## Required task
From the items below, list as a numbered list every line between the one containing "class=man in dark suit jacket" and the one containing "[32,24,147,115]", inclusive, leaving out any blank lines.

* * *

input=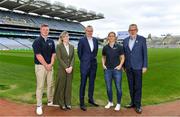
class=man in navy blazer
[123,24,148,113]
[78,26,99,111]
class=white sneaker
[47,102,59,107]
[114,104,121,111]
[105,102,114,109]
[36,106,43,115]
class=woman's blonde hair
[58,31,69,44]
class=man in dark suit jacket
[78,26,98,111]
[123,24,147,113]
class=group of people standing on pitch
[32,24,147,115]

* * *

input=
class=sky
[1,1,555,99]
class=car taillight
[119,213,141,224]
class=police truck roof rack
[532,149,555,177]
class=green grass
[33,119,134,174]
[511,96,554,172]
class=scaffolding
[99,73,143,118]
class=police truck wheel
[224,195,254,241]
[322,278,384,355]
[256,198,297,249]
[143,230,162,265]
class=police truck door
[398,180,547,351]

* * *

## Task output
1. class=man in dark suit jacket
2. [78,26,98,111]
3. [123,24,147,113]
4. class=group of people standing on pitch
5. [32,24,147,115]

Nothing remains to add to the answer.